§ Texte présenté

==========

Conformément à l’article 455 du code de procédure civile, la cour renvoie à la décision entreprise et aux conclusions visées pour un exposé détaillé du litige et des moyens des parties.

L’ordonnance de clôture, révoquée le 24 janvier 2023, a été rendue le même jour. La SARL Aja 2, représentée par son mandataire ad hoc, n’ayant pas constitué avocat, l’arrêt sera rendu par défaut en application de l’article 474 alinéa 2 du code de procédure civile.

MOTIFS DE L’ARRET

En application de l’article 472 du code de procédure civile, si le défendeur ne comparaît pas, il est néanmoins statué sur le fond, le juge ne faisant droit à la demande que dans la mesure où il l’estime régulière, recevable et bien fondée.

==========

§ Données fournies

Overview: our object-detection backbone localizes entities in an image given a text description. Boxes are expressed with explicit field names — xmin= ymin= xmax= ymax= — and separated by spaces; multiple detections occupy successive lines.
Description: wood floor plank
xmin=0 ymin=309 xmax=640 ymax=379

==========

§ Tâches et exercices
[A] Dans l'extrait d'arrêt, expliquez en une à trois phrases pourquoi la cour annonce que « l'arrêt sera rendu par défaut ».
[B] Reprenez l'extrait d'arrêt à la suite de sa dernière phrase.

§ Réponses par tâche
[A] La SARL Aja 2, représentée par son mandataire ad hoc, n'a pas constitué avocat. Pour cette raison, la cour rend l'arrêt par défaut en application de l'article 474 alinéa 2 du code de procédure civile.

[B]
A titre liminaire, la cour constate, à la lecture de la déclaration d’appel de la SARL Code Bar et de monsieur [K] [N] ainsi que de l’appel incident de la SA Etablissements Tafanel, que les chefs du dispositif du jugement relatifs à la fin de non-recevoir opposée par la SARL Aja 2, non constituée, ne sont pas dévolus à sa connaissance au sens de l’article 562 du code de procédure civile. Aussi, les moyens des appelants les concernant ne seront pas examinés et aucune confirmation ne sera prononcée. Il en est de même de la garantie de la SARL Aja 2 qui n’est contestée qu’en ce qu’elle concerne monsieur [K] [N] contre qui aucune condamnation n’était sollicitée.

Par ailleurs, les parties admettent que, par l’effet de la transaction conclue le 21 janvier 2021, aucune demande n’est présentée au titre de l’installation de tirage de bière.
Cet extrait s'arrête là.